• Text segment:
Bezos $10 Billion Earth Fund

Published by under Technology

Jeff Bezos, founder of Amazon, is the richest person in the world, with a net worth of around $115 billion. He recently announced that he is pledging 10 billion of those dollars to the Bezos Earth Fund, the primary objective of which is to fight climate change:

⁣⁣⁣”Climate change is the biggest threat to our planet. I want to work alongside others both to amplify known ways and to explore new ways of fighting the devastating impact of climate change on this planet we all share. This global initiative will fund scientists, activists, NGOs – any effort that offers a real possibility to help preserve and protect the natural world.”

Bezos reports that he will begin dolling out money this summer. Here is the big question – how will he spend this money? And how should he spend it? How would you spend it? This is a complex question. His statement suggests that he wants to primarily fund research, which I think is a good place to start – but research into what? I think this question is answered by simply looking at the sources of human CO2 release:

“87 percent of all human-produced carbon dioxide emissions come from the burning of fossil fuels like coal, natural gas and oil. The remainder results from the clearing of forests and other land use changes (9%), as well as some industrial processes such as cement manufacturing (4%).”

Clearly the largest culprit is the burning of fossil fuels. Land use is also a big chunk, and then 4% make up other industrial processes. Every bit helps, but let focus on these top two, starting with the smaller portion, land use. I think there are three significant efforts that could help reduce CO2 loss from improper land use. The first is to stop cutting and burning forests that represent major carbon sinks. I am not talking about logging for lumber, which can be done sustainably, but mostly the reduction of the Amazon rainforest and other old-growth forests. This will require regulations, but also we need to seek ways to reduce the incentive for farmers to clear forest to grow more crops.

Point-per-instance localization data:
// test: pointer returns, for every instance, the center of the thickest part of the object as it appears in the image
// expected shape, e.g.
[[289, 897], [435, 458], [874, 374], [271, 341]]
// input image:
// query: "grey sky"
...
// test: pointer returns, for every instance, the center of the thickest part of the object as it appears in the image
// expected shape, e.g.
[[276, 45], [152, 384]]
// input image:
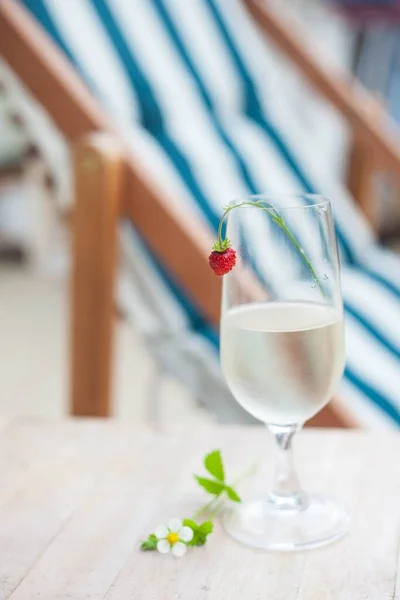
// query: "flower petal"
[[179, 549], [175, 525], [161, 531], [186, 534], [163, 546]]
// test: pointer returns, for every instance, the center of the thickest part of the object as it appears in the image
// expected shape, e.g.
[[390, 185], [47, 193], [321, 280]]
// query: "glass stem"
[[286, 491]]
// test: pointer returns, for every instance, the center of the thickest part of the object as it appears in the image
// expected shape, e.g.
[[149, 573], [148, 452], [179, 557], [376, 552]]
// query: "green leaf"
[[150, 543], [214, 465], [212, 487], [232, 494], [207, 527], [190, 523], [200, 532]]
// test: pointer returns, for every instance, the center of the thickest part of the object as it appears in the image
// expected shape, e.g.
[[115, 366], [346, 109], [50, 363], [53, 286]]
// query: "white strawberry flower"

• About this task:
Translate this sentence from the text on the Bezos Earth Fund into Spanish: "Clearly the largest culprit is the burning of fossil fuels." Work from the text alone.

• Answer box:
Claramente, el mayor culpable es la quema de combustibles fósiles.